Tudo isso nos leva ao índice alarmante de mais de 40 mil mortes por ano no mundo por complicações de abortamentos clandestinos, estimativa esta que a OMS acredita estar subnotificada por se tratar de uma prática feita às margens da ilegalidade. Esses índices aumentam em países da periferia do capital, principalmente na América Latina, África e Ásia. Coincidentemente, países com forte predomínio religioso, onde igrejas são legitimadas como poder político e se apropriam de pautas de saúde pública que não são de sua alçada.
Vemos que a criminalização do aborto está diretamente ligada aos domínios de classe, de gênero, de raça e religiosos (principalmente igreja católica e as neopentecostais). Portanto, essa pauta é de responsabilidade de todos os comunistas, pois está diretamente ligada à submissão da mulher à função de reprodução de mão de obra barata para o acúmulo do capital.

*Material de estudo*
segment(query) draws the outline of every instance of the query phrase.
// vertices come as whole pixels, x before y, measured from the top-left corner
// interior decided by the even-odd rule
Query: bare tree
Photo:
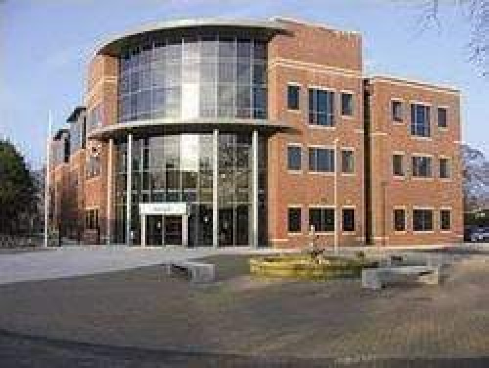
[[[483,76],[489,75],[489,0],[423,0],[419,23],[422,31],[441,28],[441,7],[457,7],[470,26],[469,60]]]

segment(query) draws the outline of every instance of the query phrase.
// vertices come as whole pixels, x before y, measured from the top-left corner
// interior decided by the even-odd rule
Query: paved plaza
[[[408,366],[428,367],[431,366],[426,365],[426,359],[439,364],[447,357],[462,360],[459,365],[432,366],[463,367],[461,362],[468,359],[471,360],[467,367],[488,363],[484,359],[489,346],[489,258],[484,254],[459,253],[440,285],[404,285],[374,292],[363,289],[356,279],[253,278],[247,273],[249,256],[235,250],[226,255],[197,250],[193,255],[178,249],[95,252],[96,256],[93,252],[74,249],[1,255],[2,267],[8,263],[6,259],[29,256],[33,269],[39,270],[42,262],[36,256],[40,255],[79,267],[69,274],[67,264],[43,274],[54,278],[65,270],[58,279],[7,283],[2,276],[0,345],[15,351],[21,348],[13,342],[17,339],[23,342],[21,350],[32,348],[45,354],[61,349],[67,351],[55,355],[74,354],[76,359],[98,351],[102,360],[117,356],[127,363],[114,367],[137,366],[130,364],[132,359],[145,351],[153,352],[148,353],[153,358],[148,367],[156,366],[151,365],[158,361],[155,357],[165,351],[173,352],[172,359],[177,359],[175,354],[179,356],[178,364],[188,363],[174,362],[168,367],[192,366],[185,360],[196,354],[211,360],[227,357],[243,364],[245,359],[236,357],[307,358],[310,363],[304,366],[311,367],[316,366],[313,361],[378,367],[368,362],[399,363],[407,358],[425,364]],[[212,254],[207,261],[217,266],[218,280],[211,284],[191,285],[168,277],[159,265],[169,257],[199,257],[208,253]],[[110,267],[101,267],[104,259],[111,260]],[[114,272],[108,272],[111,270]],[[19,273],[17,281],[21,278]],[[26,279],[29,276],[22,275]],[[92,345],[89,348],[79,345],[84,344]],[[12,345],[17,348],[12,350]],[[133,358],[121,358],[121,354]],[[170,359],[160,358],[160,362]],[[351,365],[360,363],[363,365]],[[264,364],[275,366],[270,361]],[[382,366],[398,366],[392,364]]]

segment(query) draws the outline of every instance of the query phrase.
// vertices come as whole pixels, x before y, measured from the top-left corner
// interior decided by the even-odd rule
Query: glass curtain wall
[[[120,65],[120,122],[267,118],[267,44],[251,36],[155,36]]]
[[[116,142],[114,168],[116,214],[114,239],[124,243],[126,226],[127,143]],[[266,145],[259,141],[259,238],[266,239]],[[218,240],[221,246],[251,241],[253,156],[251,134],[221,134],[218,138]],[[134,138],[133,141],[131,228],[139,242],[138,204],[186,202],[190,211],[190,246],[213,243],[213,137],[180,134]]]

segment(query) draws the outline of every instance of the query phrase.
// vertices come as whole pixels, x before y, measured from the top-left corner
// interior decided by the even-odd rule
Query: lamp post
[[[339,251],[339,221],[338,216],[338,142],[339,138],[334,139],[334,254]]]
[[[46,172],[44,180],[44,246],[48,247],[48,227],[49,220],[49,164],[51,148],[51,111],[47,112],[47,139],[46,140]]]

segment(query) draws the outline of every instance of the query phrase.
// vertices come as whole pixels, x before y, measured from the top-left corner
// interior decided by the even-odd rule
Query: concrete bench
[[[378,290],[389,284],[414,281],[425,284],[440,283],[440,266],[406,266],[362,270],[362,285]]]
[[[172,262],[166,266],[167,275],[183,272],[191,282],[210,282],[216,277],[216,268],[213,264],[181,261]]]

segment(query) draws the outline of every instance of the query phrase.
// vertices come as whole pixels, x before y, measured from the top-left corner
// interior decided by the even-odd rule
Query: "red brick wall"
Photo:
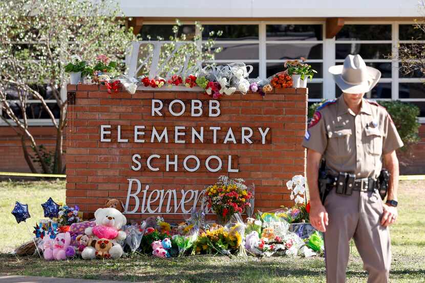
[[[220,99],[221,113],[219,117],[204,115],[192,117],[187,113],[189,105],[187,103],[190,99],[197,99],[207,105],[209,98],[205,94],[141,91],[133,95],[124,91],[109,94],[102,86],[99,91],[95,85],[69,85],[69,92],[76,91],[76,99],[75,105],[69,107],[67,203],[77,204],[83,211],[91,213],[108,198],[119,199],[125,203],[129,178],[139,179],[143,184],[142,189],[144,184],[148,184],[150,190],[199,189],[200,191],[205,186],[214,183],[218,176],[224,175],[243,178],[247,184],[256,184],[255,206],[258,209],[266,210],[282,205],[290,205],[292,202],[285,183],[294,175],[303,174],[305,168],[305,153],[301,143],[306,127],[306,91],[305,89],[296,92],[293,89],[277,90],[275,93],[268,94],[264,97],[258,94],[242,96],[237,93]],[[186,103],[186,113],[176,117],[163,110],[163,116],[152,117],[153,98],[162,100],[166,107],[172,99],[181,99]],[[204,114],[206,110],[204,107]],[[112,142],[100,141],[101,124],[112,125]],[[116,129],[118,125],[121,126],[123,132],[121,138],[128,138],[130,142],[117,142]],[[148,132],[153,125],[161,132],[163,128],[161,126],[169,127],[169,134],[176,125],[203,126],[206,128],[220,126],[222,129],[226,129],[226,132],[229,127],[238,129],[241,126],[253,129],[269,127],[270,129],[265,144],[242,144],[239,141],[237,144],[213,144],[210,140],[204,140],[204,143],[176,144],[172,138],[169,143],[163,141],[135,143],[132,142],[135,125],[146,126],[143,137],[145,139],[150,138]],[[219,140],[224,138],[223,135],[218,136]],[[187,135],[190,138],[190,132]],[[238,136],[235,131],[235,136],[238,139],[240,133]],[[253,137],[255,140],[255,135]],[[205,134],[204,140],[210,138]],[[144,160],[152,154],[161,155],[163,159],[154,164],[158,165],[160,170],[132,170],[132,156],[136,153],[140,154]],[[163,156],[166,154],[179,155],[178,172],[164,171]],[[182,159],[190,155],[201,159],[200,170],[196,172],[187,172],[181,168]],[[237,166],[239,172],[228,173],[226,160],[223,160],[223,169],[220,171],[206,171],[202,159],[213,155],[232,155],[233,167]],[[211,165],[215,167],[214,162]],[[127,216],[144,218],[146,215]],[[163,216],[167,219],[184,217],[182,214]]]

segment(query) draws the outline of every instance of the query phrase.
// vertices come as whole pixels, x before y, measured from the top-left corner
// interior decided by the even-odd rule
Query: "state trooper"
[[[388,226],[397,217],[395,150],[403,143],[385,108],[363,97],[380,78],[378,70],[366,66],[359,55],[350,55],[329,72],[343,95],[317,109],[303,142],[310,222],[324,232],[328,283],[345,282],[352,238],[369,273],[368,282],[386,282],[391,260]],[[322,159],[332,180],[323,203],[317,182]],[[385,204],[377,190],[383,162],[390,173]]]

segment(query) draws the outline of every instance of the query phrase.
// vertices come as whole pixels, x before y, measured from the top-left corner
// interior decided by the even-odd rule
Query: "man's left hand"
[[[381,218],[381,225],[387,227],[394,223],[397,220],[398,213],[397,212],[397,207],[383,204],[384,213]]]

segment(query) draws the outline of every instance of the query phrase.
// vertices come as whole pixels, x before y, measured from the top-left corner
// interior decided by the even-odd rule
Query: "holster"
[[[324,160],[322,160],[319,168],[318,178],[317,179],[320,200],[322,204],[325,204],[326,197],[330,191],[331,185],[334,182],[334,178],[328,175],[326,173],[326,162]]]
[[[386,169],[381,170],[379,177],[378,177],[378,190],[381,199],[384,200],[388,192],[388,184],[390,182],[390,172]]]

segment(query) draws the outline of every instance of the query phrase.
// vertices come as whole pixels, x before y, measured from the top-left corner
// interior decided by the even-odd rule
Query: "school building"
[[[220,47],[222,51],[216,55],[215,62],[243,61],[252,65],[250,77],[269,77],[282,71],[286,60],[306,58],[318,72],[308,85],[309,103],[338,97],[341,91],[328,69],[342,64],[348,54],[360,54],[368,66],[382,73],[379,82],[367,97],[378,101],[399,100],[415,104],[420,109],[420,122],[425,123],[423,74],[400,73],[399,62],[389,57],[397,54],[399,45],[409,44],[412,38],[421,36],[421,31],[412,26],[415,19],[425,15],[425,8],[417,0],[121,0],[120,3],[129,26],[143,40],[167,40],[174,34],[172,28],[176,18],[182,23],[179,32],[184,32],[188,40],[198,36],[200,43],[206,40],[211,31],[223,31],[223,35],[216,39],[214,48]],[[196,25],[197,22],[203,30]],[[215,38],[215,34],[212,37]],[[49,90],[45,92],[48,97]],[[55,100],[48,102],[53,103],[54,109]],[[39,102],[34,100],[28,111],[31,130],[37,142],[54,145],[55,130]],[[400,154],[403,173],[425,172],[423,124],[420,135],[421,141],[409,155]],[[20,140],[3,122],[0,122],[0,171],[29,171]]]

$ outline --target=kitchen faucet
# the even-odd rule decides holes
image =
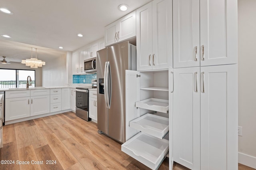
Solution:
[[[28,77],[29,77],[29,81],[30,82],[30,84],[28,83]],[[28,77],[27,77],[27,89],[28,88],[28,87],[30,85],[32,85],[31,84],[32,83],[32,80],[31,80],[31,77],[29,75],[28,76]]]

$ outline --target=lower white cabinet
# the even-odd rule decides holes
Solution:
[[[30,97],[6,99],[5,121],[30,116]]]
[[[61,110],[70,109],[70,91],[69,88],[61,89]]]
[[[31,97],[30,116],[49,113],[49,95]]]
[[[97,121],[97,91],[89,91],[89,117]]]
[[[70,109],[76,111],[76,89],[70,88]]]
[[[238,169],[237,65],[174,72],[174,161],[192,170]]]

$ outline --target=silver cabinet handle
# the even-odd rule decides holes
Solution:
[[[116,38],[116,41],[117,40],[117,38],[116,38],[116,34],[117,34],[117,32],[116,32],[116,35],[115,36],[115,38]]]
[[[202,46],[202,60],[203,61],[204,60],[204,45],[203,45],[203,46]]]
[[[0,129],[1,129],[3,128],[3,119],[1,117],[0,118],[0,121],[1,121],[1,124],[0,125],[1,127],[0,127]]]
[[[150,63],[150,58],[151,57],[151,55],[149,55],[149,65],[151,65],[151,63]]]
[[[204,93],[204,72],[202,73],[203,79],[203,93]]]
[[[172,75],[172,90],[170,91],[171,93],[173,93],[174,91],[174,75],[173,74],[173,72],[172,71],[171,71],[171,74]]]
[[[197,92],[197,72],[196,72],[196,92]]]
[[[197,46],[196,46],[196,61],[197,61]]]
[[[154,60],[154,57],[155,57],[155,54],[153,55],[153,65],[155,65],[155,60]]]

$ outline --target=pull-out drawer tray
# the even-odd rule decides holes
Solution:
[[[169,141],[141,132],[123,144],[121,150],[155,170],[160,166],[169,150]]]

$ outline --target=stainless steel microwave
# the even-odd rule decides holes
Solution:
[[[89,59],[85,59],[84,62],[84,72],[96,72],[96,57],[91,58]]]

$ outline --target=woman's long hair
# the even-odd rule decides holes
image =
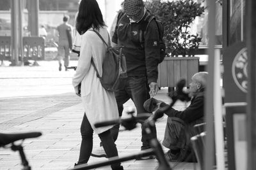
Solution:
[[[81,1],[76,25],[79,34],[83,34],[90,27],[99,29],[104,26],[106,24],[96,0]]]

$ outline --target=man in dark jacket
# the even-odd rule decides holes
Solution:
[[[186,153],[190,153],[192,149],[190,138],[196,134],[193,126],[204,122],[204,90],[207,76],[207,72],[199,72],[192,76],[189,83],[192,99],[187,108],[184,111],[178,111],[171,108],[164,113],[168,115],[168,119],[163,145],[170,149],[165,154],[170,160],[193,160],[187,158],[189,154]],[[154,98],[151,100],[153,101],[147,101],[144,104],[148,111],[156,110],[157,107],[167,105]],[[147,104],[149,102],[150,104]],[[152,105],[155,106],[152,107]]]
[[[147,24],[145,20],[149,15],[142,0],[125,0],[124,11],[118,13],[112,41],[114,45],[124,46],[122,52],[126,57],[128,74],[124,88],[115,92],[120,117],[122,116],[123,104],[129,99],[134,102],[137,114],[146,112],[143,108],[144,102],[150,96],[155,96],[158,90],[159,35],[154,20],[149,23],[146,30]],[[141,42],[140,38],[144,32],[145,41]],[[113,129],[114,139],[117,138],[118,128],[117,125]],[[156,129],[154,133],[156,137]],[[142,131],[141,141],[141,150],[150,147],[144,131]]]

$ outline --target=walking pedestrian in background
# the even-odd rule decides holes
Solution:
[[[61,71],[62,61],[64,57],[64,66],[65,71],[68,67],[70,53],[72,46],[72,27],[68,24],[68,16],[63,17],[63,23],[57,27],[58,32],[58,59],[59,60],[59,71]]]

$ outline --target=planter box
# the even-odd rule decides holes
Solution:
[[[158,87],[174,87],[181,78],[189,87],[192,76],[198,70],[199,57],[165,57],[158,65]]]

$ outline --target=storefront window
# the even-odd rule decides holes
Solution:
[[[197,0],[201,3],[205,9],[201,17],[197,18],[196,25],[198,32],[202,38],[201,46],[209,45],[209,34],[208,34],[208,17],[209,7],[206,0]],[[216,0],[216,17],[215,17],[215,45],[221,45],[223,43],[222,39],[222,1]]]

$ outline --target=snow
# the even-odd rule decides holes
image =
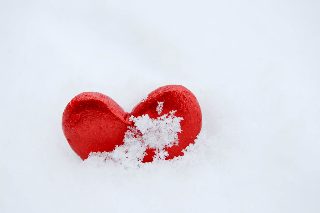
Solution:
[[[319,212],[319,4],[1,1],[0,212]],[[177,160],[126,168],[70,147],[77,94],[130,112],[170,84],[203,118]]]
[[[183,119],[175,116],[176,112],[172,111],[156,119],[150,118],[148,114],[137,118],[131,116],[129,120],[133,121],[134,125],[128,127],[124,144],[117,146],[112,152],[91,152],[84,162],[99,165],[102,162],[114,162],[127,169],[140,167],[144,164],[141,161],[148,148],[156,149],[154,161],[163,161],[169,155],[164,149],[176,146],[179,143],[178,133],[182,131],[180,122]]]
[[[158,114],[160,115],[162,112],[162,108],[163,108],[163,102],[158,102],[158,106],[157,107],[157,111],[158,112]]]

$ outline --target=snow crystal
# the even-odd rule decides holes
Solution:
[[[148,148],[156,150],[154,161],[165,160],[169,153],[164,149],[177,145],[178,133],[182,131],[180,122],[183,119],[175,116],[176,111],[171,111],[156,119],[151,118],[148,114],[137,118],[132,116],[130,120],[134,122],[134,126],[128,127],[124,144],[112,152],[91,152],[85,161],[113,161],[125,168],[139,167]]]
[[[162,112],[162,108],[163,108],[163,102],[158,102],[158,105],[157,107],[157,111],[158,112],[158,114],[160,115]]]

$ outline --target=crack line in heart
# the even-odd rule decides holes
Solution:
[[[111,161],[125,167],[139,167],[148,148],[155,149],[154,161],[164,160],[169,155],[164,148],[177,145],[178,133],[182,131],[180,122],[183,119],[175,116],[176,111],[171,111],[156,119],[148,114],[137,118],[132,116],[130,120],[134,122],[134,126],[128,127],[124,144],[117,146],[112,152],[92,152],[85,161]]]

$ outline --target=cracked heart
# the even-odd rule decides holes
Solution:
[[[71,148],[84,160],[91,152],[112,152],[125,145],[128,131],[138,127],[140,120],[136,118],[146,116],[151,121],[146,121],[148,124],[145,127],[136,128],[133,136],[148,135],[140,137],[141,145],[148,141],[141,159],[142,162],[152,161],[161,151],[165,152],[162,157],[167,160],[183,155],[182,150],[194,143],[201,130],[201,112],[196,98],[186,88],[177,85],[164,86],[151,92],[130,113],[106,95],[83,93],[67,105],[62,115],[62,128]],[[171,126],[166,126],[173,123],[169,119],[178,121],[179,128],[175,127],[178,130],[174,133],[175,136],[169,143],[163,143],[162,150],[159,150],[156,143],[162,143],[161,137],[167,138],[169,136],[166,134],[169,135],[173,131]],[[158,129],[163,132],[161,134],[155,132],[158,129],[154,126],[158,125],[155,124],[156,121],[161,122],[161,127]],[[131,152],[134,151],[132,149]]]

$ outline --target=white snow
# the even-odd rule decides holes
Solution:
[[[154,161],[164,160],[169,153],[164,149],[177,145],[178,133],[182,131],[180,122],[183,119],[175,116],[176,111],[172,111],[156,119],[150,118],[148,114],[137,118],[132,116],[130,120],[134,125],[128,127],[124,144],[117,146],[112,152],[91,152],[85,162],[100,165],[101,162],[114,162],[126,168],[140,167],[143,166],[141,161],[148,148],[156,149]]]
[[[320,212],[319,4],[1,1],[0,212]],[[130,112],[170,84],[203,118],[178,160],[126,168],[70,147],[76,95]]]
[[[163,108],[163,102],[158,102],[158,106],[157,107],[157,111],[158,114],[160,115],[162,112],[162,108]]]

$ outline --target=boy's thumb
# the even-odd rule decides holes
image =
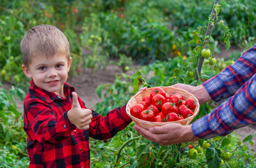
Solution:
[[[72,107],[80,107],[80,104],[78,102],[77,94],[75,92],[72,92],[72,95],[73,97],[72,102]]]

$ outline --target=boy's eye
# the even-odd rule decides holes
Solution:
[[[46,68],[45,67],[45,66],[41,66],[41,67],[39,67],[39,70],[41,70],[41,71],[44,71],[44,70],[45,70]]]
[[[63,65],[62,64],[57,64],[56,65],[56,67],[57,68],[61,68],[63,66]]]

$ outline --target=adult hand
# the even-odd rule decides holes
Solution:
[[[72,93],[73,101],[71,109],[68,112],[68,118],[70,122],[79,130],[88,130],[92,118],[90,109],[82,108],[78,102],[76,92]]]
[[[146,139],[156,142],[161,146],[194,141],[200,139],[193,134],[191,125],[182,125],[178,123],[170,123],[162,127],[151,127],[149,130],[135,125],[134,130]]]

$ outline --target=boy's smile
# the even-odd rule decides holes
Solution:
[[[68,79],[70,64],[71,58],[68,61],[65,55],[57,53],[48,58],[33,57],[29,67],[23,65],[23,69],[37,87],[65,97],[63,84]]]

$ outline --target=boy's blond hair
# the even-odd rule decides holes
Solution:
[[[54,26],[38,25],[30,29],[20,43],[23,64],[31,63],[37,56],[51,57],[56,53],[65,54],[70,58],[70,45],[64,34]]]

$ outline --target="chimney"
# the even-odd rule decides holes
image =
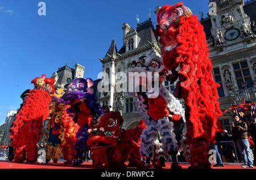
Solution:
[[[125,23],[123,24],[123,27],[122,27],[122,29],[123,29],[123,44],[124,45],[125,44],[125,38],[126,37],[126,35],[131,30],[131,27],[130,26],[129,24],[128,24],[128,23]]]

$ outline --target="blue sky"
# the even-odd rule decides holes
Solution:
[[[136,28],[155,7],[179,1],[44,0],[46,16],[38,15],[35,0],[0,0],[0,124],[7,112],[21,103],[20,94],[31,89],[30,81],[45,73],[51,76],[66,63],[85,66],[85,77],[95,79],[103,57],[115,37],[122,45],[122,24]],[[127,3],[129,2],[129,3]],[[208,0],[184,0],[194,14],[206,16]]]

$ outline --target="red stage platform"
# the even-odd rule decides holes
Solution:
[[[183,169],[187,169],[190,165],[188,164],[181,164]],[[241,164],[224,165],[224,168],[214,168],[213,169],[245,169],[241,168]],[[171,164],[166,163],[166,167],[164,169],[170,169]],[[48,164],[29,164],[29,163],[15,163],[6,161],[0,161],[0,169],[92,169],[92,162],[85,162],[78,166],[73,166],[72,165],[66,165],[60,161],[57,164],[49,162]],[[251,169],[252,168],[245,168]]]

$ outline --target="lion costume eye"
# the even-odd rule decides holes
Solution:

*Exercícios a resolver*
[1] Segundo o trecho sobre a criminalização do aborto, quantas mortes por ano no mundo decorrem de complicações de abortamentos clandestinos?
[2] Estenda o trecho sobre a criminalização do aborto, prosseguindo a partir da última frase apresentada.

*Respostas por tarefa*
[1] Mais de 40 mil mortes por ano.

[2]
Engels, em “A origem da família, da propriedade privada e do Estado”, diz o seguinte:
“… o homem apoderou-se também da direção da casa; a mulher viu-se degradada, convertida em servidora, em escrava da luxúria do homem, em simples instrumento de reprodução. Essa baixa condição da mulher, manifestada sobretudo em tempos heróicos e, ainda mais entre os dos tempos clássicos, tem sido gradualmente retocada, dissimulada e, em certos lugares, até revestida de formas de maior suavidade, mas de maneira alguma suprimida.”
Engels se refere ao patriarcado como fruto do nascimento da propriedade privada, portanto, o controle sobre os direitos sexuais e reprodutivos das mulheres também são fruto da opressão das classes dominantes sobre nós e não são, de forma alguma, uma pauta isolada que deve ser tocada de maneira identitária por mulheres e pessoas com útero. Não somos incubadoras a serviço do capital, temos direito pleno de decisão sobre como, quando e se queremos maternar.
Em outro trecho, Engels afirma:
“A família individual moderna baseia-se na escravidão doméstica, franca ou dissimulada, da mulher, e a sociedade moderna é uma massa cujas moléculas são as famílias individuais.”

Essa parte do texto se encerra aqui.